Quote the passage on democracy and civil-military relations in Pakistan from "conveys that, While" to "effective civilian oversight.", inclusive, copying it word for word.

▶ [Passage shown]:

□ □ □ □

Democracy and Civil-Military Relations
Democracy and constitutionalism have fared poorly in
Pakistan since its 1947 independence. The State
Department's 2021 Country Reports on Human Rights
Practices (also known as Human Rights Reports or HRRs)
conveys that, While military and intelligence services
officially report to civilian authorities, they operate
independently and without effective civilian oversight.
According to U.S.-based nonprofit Freedom House,
Pakistan's military exerts enormous influence over
security and other policy issues, and exercises
formidable influence over electoral, policy, and
legislative outcomes. Freedom House contends that
military intelligence agencies act without oversight and
often without the public's knowing of their involvement.
Freedom House designates Pakistan as Partly Free, on a
downward trend since 2017, with a politicized judiciary
and evidence of biased law enforcement. The Sweden-
based Varieties of Democracies project classifies Pakistan
as an electoral autocracy in 2022 and ranks it 117th of 179
countries on a Liberal Democracy Index (just below
Honduras; the United States is 29th). U.S.-based Human
Rights Watch (HRW) described former Prime Minister
Imran Khan's April 2022 dissolution of the National
Assembly a threat to core democratic principles, and
argued this and other actions taken by Khan from 2018 to
2022 were an assault on the country's democracy.

□ □ □ □

▶ [Listing]:
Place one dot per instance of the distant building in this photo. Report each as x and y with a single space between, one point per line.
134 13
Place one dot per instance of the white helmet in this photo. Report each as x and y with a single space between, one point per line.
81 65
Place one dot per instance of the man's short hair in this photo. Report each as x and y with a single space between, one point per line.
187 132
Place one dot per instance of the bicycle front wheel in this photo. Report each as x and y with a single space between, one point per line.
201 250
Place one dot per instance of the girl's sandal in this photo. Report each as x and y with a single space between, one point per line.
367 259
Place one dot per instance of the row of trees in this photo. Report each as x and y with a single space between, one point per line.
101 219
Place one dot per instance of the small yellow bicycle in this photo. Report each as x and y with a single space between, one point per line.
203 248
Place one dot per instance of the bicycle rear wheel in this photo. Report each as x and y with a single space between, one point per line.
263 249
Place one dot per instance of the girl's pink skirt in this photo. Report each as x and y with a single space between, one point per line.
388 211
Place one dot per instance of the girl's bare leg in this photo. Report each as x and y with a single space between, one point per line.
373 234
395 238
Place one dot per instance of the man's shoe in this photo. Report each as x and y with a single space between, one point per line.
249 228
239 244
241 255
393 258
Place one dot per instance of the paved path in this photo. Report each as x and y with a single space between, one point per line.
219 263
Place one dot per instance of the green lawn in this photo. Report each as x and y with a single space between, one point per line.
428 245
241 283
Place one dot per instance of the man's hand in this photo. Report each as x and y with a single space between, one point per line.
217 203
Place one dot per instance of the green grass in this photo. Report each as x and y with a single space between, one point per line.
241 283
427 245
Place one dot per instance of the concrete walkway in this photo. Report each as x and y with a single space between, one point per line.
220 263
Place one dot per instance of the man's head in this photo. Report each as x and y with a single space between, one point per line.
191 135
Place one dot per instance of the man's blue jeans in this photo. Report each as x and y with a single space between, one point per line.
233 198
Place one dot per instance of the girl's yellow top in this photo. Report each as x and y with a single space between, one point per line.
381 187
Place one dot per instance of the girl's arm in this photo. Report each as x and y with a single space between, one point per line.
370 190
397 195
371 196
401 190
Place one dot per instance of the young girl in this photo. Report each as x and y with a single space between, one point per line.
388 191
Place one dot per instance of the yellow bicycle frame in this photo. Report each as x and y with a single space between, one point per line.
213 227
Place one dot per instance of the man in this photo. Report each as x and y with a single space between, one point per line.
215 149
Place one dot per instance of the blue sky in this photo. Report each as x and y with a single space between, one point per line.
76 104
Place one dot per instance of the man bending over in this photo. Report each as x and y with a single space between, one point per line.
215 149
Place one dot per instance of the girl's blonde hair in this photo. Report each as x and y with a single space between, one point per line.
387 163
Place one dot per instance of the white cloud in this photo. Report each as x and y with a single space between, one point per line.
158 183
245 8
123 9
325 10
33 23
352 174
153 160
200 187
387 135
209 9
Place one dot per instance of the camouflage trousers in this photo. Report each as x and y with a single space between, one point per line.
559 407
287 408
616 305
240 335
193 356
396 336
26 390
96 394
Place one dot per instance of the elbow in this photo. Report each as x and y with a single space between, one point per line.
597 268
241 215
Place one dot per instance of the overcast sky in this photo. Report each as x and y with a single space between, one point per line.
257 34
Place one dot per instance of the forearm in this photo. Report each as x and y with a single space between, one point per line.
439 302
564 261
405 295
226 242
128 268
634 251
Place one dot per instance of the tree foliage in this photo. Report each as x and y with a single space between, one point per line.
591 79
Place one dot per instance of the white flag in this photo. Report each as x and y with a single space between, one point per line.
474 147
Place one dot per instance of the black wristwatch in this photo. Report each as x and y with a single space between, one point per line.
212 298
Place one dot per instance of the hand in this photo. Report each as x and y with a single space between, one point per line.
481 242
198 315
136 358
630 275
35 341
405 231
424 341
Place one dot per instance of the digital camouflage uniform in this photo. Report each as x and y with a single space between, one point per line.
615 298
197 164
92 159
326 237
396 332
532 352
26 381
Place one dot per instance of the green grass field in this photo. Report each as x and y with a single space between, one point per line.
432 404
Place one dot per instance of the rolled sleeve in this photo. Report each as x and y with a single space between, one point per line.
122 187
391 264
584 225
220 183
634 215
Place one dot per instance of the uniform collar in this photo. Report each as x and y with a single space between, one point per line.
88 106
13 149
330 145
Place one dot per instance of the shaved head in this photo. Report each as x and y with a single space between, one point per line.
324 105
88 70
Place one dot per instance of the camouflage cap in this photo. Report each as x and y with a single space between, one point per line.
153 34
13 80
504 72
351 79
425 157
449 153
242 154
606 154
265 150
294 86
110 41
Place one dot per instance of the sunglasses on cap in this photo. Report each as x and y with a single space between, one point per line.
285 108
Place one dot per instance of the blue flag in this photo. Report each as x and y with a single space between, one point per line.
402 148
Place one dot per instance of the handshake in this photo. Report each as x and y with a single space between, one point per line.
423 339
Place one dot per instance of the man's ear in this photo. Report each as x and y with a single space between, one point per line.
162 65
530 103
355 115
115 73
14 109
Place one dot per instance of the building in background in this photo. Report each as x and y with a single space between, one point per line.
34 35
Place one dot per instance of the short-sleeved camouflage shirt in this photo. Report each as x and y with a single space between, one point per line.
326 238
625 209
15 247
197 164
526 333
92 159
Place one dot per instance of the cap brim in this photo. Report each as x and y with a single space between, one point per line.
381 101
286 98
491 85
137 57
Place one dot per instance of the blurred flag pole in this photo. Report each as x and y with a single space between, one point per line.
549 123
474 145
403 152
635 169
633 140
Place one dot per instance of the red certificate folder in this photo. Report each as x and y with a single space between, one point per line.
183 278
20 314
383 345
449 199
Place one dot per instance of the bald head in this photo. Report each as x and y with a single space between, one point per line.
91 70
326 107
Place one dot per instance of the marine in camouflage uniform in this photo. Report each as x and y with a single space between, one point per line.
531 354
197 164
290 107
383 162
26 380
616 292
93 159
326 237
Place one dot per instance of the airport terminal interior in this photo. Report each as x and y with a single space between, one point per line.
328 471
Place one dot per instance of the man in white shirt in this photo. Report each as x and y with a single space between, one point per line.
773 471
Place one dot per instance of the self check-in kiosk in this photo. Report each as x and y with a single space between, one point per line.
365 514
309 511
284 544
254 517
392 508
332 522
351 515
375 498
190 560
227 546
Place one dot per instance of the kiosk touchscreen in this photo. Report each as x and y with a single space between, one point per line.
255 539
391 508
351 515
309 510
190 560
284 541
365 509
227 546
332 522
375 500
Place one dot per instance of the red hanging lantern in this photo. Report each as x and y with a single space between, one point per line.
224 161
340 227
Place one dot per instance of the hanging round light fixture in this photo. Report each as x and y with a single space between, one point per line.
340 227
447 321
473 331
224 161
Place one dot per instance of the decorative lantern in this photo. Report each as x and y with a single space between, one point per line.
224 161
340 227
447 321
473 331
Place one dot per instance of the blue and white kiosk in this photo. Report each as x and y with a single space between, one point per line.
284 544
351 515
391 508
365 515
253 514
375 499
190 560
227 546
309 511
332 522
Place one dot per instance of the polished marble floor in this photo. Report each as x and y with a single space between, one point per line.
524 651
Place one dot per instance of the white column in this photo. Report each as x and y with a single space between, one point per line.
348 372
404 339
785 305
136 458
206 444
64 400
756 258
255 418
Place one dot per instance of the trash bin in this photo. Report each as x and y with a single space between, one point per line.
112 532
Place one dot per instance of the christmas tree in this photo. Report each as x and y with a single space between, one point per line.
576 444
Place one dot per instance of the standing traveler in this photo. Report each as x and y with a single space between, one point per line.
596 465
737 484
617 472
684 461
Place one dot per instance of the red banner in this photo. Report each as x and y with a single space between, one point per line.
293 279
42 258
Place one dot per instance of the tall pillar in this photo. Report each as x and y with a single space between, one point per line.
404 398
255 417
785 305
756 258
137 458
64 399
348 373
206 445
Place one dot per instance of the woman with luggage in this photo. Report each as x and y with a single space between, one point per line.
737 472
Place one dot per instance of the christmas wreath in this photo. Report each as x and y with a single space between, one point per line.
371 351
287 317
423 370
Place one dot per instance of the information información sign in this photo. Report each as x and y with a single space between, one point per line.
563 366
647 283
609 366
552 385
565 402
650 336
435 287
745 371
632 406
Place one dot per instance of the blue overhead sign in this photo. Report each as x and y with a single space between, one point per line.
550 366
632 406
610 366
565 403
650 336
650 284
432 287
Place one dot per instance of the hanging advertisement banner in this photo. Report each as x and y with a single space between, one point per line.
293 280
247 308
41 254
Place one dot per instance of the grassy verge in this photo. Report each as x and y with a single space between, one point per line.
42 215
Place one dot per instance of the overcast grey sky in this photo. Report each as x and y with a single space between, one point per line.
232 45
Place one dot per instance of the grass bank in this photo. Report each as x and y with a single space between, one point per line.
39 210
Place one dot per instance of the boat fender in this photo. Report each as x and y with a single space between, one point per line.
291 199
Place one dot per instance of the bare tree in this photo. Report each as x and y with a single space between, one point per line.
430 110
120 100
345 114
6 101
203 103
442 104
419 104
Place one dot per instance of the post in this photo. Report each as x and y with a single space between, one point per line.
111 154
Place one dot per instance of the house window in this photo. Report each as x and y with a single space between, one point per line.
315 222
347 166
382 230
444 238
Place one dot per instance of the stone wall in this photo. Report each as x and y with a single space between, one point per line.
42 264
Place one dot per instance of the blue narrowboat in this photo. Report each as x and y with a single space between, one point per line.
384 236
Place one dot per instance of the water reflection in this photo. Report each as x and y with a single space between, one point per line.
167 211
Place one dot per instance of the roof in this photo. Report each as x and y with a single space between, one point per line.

□ □ □ □

▶ [Result of the task]:
conveys that, While military and intelligence services
officially report to civilian authorities, they operate
independently and without effective civilian oversight.